Extract to read >>

Speech at the UN General Assembly
September 28 2010
Deputy Prime Minister and Minister of Foreign Affairs Avigdor Lieberman
Mr. President, distinguished colleagues, ladies and gentlemen: when I arrived yesterday in New York, I received a telephone call from a member of one of the Jewish organizations who asked me how I am coping with all the pressure which is being placed on Israel; surely, he said, it must be very difficult. I recalled an old joke which speaks of five Jews who changed the way we see the world: Moses, law is everything; Jesus, love is everything; Marx, money is everything; Freud, sex is everything; Einstein, everything is relative.
So I told him that everything is relative. On one hand, it’s really difficult. On the other hand, it is easier than before, because now we have a stable coalition, stable government and we have the support of a majority of Israel’s citizens.
We are ready for a fair solution and we are ready to cooperate with the international community. However, we are not ready to compromise our national security or the vital interests of the State of Israel.
At the outset, I want to emphasize that contrary to what is often shown in the international media, the political arena in Israel is not divided between those who seek peace and those who seek war. Everyone wants peace and the controversy in Israel centers on the specific question of how to achieve this peace; how to reach security and stability in the region.
And the question is: why, during the seventeen years since we signed the Oslo Accords, have we not arrived at a comprehensive agreement signifying the end of the conflict and the removal of future mutual claims?
Despite all of the efforts of all the good people with the best of intentions, including Yitzhak Rabin, Shimon Peres, Benjamin Netanyahu, Ehud Barak, Ariel Sharon and Ehud Olmert, despite the summit meetings at Camp David between Ehud Barak and Yasser Arafat with the presence of former President Bill Clinton, and despite the Annapolis Summit between Ehud Olmert and Mahmoud Abbas, we are today still in deadlock.
In fact, contrary to the prevalent view that the Israeli‐Palestinian conflict is the heart of the instability in the Middle East or is the main reason for the region’s numerous conflicts, the reality is entirely different. More than ninety percent of the wars and war victims of the Middle East since the Second World War did not result from the Israeli Palestinian conflict and are in no way connected to Israel, stemming rather, from conflicts involving Muslims or conflicts between Arab States. The Iran‐Iraq war, the Gulf war, the wars between North and South Yemen, the Hamma atrocities in Syria, and the wars in Algeria and Lebanon, are just a few examples of a list that goes on and on.
The second flawed explanation for the longstanding conflict between Israel and the Palestinians which has gained popularity is hat the root of the problem is the so‐called “occupation”, the settlements in Judea and Samaria and the settlers themselves. Only the establishment of an independent Palestinian state in Judea, Samaria and Gaza, so the argument goes, will ensure peace in the region.

Listed entries >>
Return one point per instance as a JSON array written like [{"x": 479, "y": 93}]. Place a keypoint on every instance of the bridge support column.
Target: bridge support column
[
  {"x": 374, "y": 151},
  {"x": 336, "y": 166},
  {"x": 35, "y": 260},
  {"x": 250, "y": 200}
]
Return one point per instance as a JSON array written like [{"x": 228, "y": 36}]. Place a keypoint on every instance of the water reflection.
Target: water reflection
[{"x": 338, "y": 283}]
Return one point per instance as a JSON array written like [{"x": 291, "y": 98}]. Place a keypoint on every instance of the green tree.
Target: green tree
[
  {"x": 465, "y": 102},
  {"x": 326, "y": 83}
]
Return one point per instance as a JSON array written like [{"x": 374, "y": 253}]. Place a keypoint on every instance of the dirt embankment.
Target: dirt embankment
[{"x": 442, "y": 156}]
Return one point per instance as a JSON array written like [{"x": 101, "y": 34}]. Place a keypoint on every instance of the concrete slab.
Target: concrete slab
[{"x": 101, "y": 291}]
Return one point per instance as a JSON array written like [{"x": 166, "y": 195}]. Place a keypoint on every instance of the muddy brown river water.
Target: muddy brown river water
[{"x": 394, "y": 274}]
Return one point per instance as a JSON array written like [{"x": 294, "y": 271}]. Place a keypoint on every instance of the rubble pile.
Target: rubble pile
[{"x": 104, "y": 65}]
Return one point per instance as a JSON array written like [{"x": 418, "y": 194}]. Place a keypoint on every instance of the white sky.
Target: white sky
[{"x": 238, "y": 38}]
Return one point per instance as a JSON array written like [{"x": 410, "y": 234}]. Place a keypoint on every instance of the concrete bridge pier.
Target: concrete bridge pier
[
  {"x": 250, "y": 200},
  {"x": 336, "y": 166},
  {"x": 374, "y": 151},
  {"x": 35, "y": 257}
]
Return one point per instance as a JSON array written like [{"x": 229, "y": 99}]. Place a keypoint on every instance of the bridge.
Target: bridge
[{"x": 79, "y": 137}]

What you will do >> Please rewrite the speech passage that begins at the words "We are ready for" and stops after "stability in the region.", putting "calm" in place of "peace". This material has no connection to the speech.

Exercise result >>
We are ready for a fair solution and we are ready to cooperate with the international community. However, we are not ready to compromise our national security or the vital interests of the State of Israel.
At the outset, I want to emphasize that contrary to what is often shown in the international media, the political arena in Israel is not divided between those who seek calm and those who seek war. Everyone wants calm and the controversy in Israel centers on the specific question of how to achieve this calm; how to reach security and stability in the region.